= INPUT ROWS =
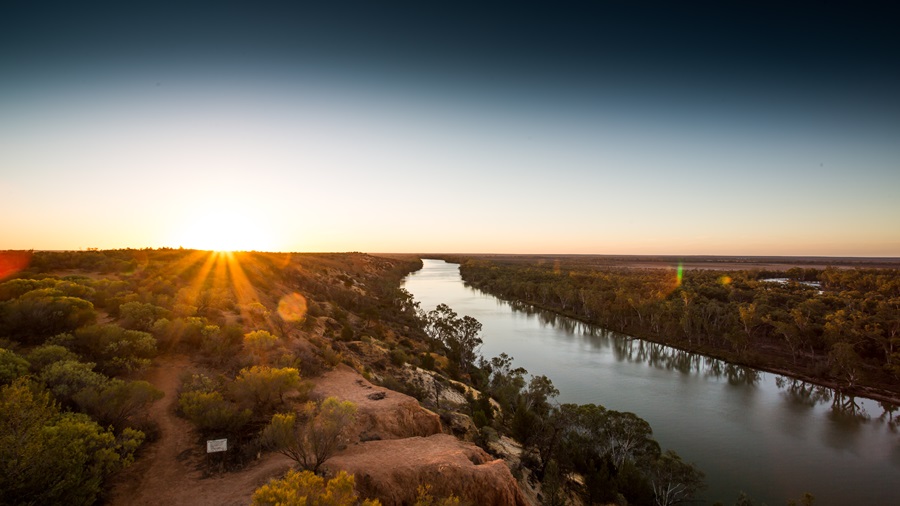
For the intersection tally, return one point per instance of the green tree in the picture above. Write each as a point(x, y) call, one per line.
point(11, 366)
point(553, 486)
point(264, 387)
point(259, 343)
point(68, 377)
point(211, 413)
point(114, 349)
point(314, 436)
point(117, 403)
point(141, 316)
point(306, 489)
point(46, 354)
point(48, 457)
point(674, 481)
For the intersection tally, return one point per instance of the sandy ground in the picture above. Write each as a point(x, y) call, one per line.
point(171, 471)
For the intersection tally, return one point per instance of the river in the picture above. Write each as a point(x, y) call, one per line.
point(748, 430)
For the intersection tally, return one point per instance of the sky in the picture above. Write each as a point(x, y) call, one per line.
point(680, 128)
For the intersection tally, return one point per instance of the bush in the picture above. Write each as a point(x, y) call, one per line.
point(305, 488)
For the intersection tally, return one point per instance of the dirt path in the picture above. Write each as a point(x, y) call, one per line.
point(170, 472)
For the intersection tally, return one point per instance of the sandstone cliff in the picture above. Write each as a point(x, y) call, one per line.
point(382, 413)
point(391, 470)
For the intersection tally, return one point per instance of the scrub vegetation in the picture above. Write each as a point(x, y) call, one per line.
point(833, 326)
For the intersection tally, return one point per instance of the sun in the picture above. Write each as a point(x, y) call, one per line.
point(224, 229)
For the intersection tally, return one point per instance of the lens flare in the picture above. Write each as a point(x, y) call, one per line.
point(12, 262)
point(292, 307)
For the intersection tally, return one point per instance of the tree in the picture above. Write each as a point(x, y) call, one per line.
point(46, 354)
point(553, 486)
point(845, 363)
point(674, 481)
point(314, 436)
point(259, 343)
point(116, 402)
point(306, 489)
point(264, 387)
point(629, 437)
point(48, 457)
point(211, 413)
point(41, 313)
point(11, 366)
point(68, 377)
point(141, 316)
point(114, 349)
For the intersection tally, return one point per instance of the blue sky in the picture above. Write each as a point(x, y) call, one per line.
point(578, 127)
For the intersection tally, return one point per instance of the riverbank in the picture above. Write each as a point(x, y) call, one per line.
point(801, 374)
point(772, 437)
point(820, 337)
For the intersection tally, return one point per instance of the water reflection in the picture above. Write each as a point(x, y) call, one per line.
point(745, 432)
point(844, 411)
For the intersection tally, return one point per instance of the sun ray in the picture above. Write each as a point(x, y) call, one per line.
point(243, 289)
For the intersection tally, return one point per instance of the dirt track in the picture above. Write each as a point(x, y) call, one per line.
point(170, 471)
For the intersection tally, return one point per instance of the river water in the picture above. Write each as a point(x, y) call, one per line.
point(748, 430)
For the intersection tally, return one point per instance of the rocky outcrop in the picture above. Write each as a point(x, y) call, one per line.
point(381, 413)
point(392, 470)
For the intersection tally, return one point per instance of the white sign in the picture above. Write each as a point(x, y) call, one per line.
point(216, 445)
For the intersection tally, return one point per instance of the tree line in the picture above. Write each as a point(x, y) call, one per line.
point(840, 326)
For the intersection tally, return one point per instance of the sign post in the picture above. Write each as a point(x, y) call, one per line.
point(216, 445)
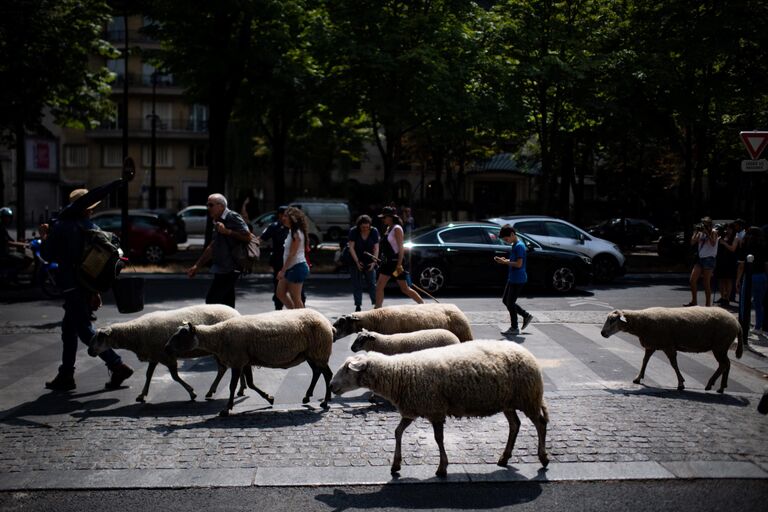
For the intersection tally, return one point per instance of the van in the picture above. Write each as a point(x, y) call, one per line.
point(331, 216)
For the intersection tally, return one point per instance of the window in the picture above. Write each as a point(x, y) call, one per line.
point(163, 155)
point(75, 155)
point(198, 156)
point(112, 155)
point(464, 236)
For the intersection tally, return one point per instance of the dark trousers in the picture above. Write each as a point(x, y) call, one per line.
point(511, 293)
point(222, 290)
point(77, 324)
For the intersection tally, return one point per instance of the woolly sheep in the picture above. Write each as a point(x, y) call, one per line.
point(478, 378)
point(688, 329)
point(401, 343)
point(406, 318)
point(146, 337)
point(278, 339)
---
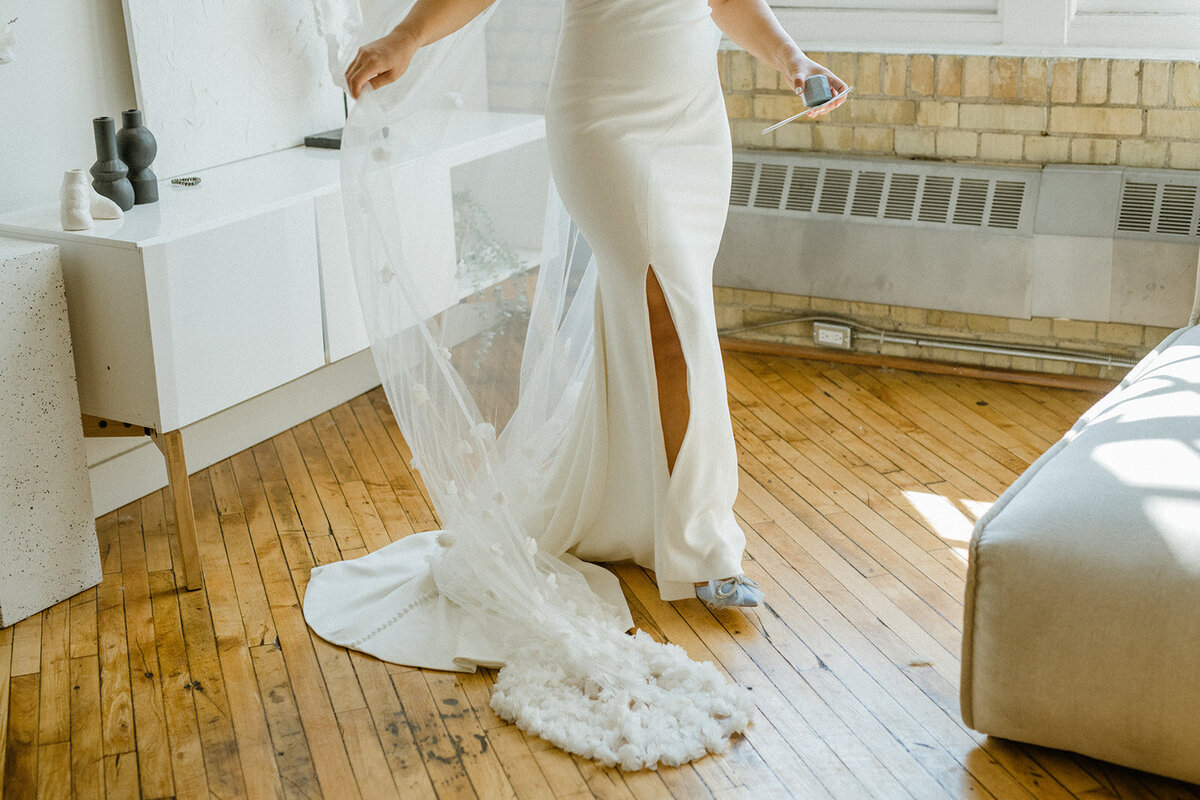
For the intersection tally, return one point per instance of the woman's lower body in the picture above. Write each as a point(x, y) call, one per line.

= EXERCISE DESCRIPTION =
Please format the records from the line with "of the scrub" to the line with "point(292, 307)", both included, as a JSON list of strings with one string per line and blank lines left out.

= TASK RESULT =
[
  "For the intersection tally, return one point per instance of the scrub vegetation in the picture above. Write each as a point(x, y) call, one per line.",
  "point(833, 326)",
  "For the intersection tally, return one point per instance of the sun in the picture above. Write each as a point(x, y) call, one per line.",
  "point(224, 229)",
  "For the intersection tally, return one point per instance of the lens flare in the picture above. Write each as a point(x, y) call, one per line.",
  "point(12, 262)",
  "point(292, 307)"
]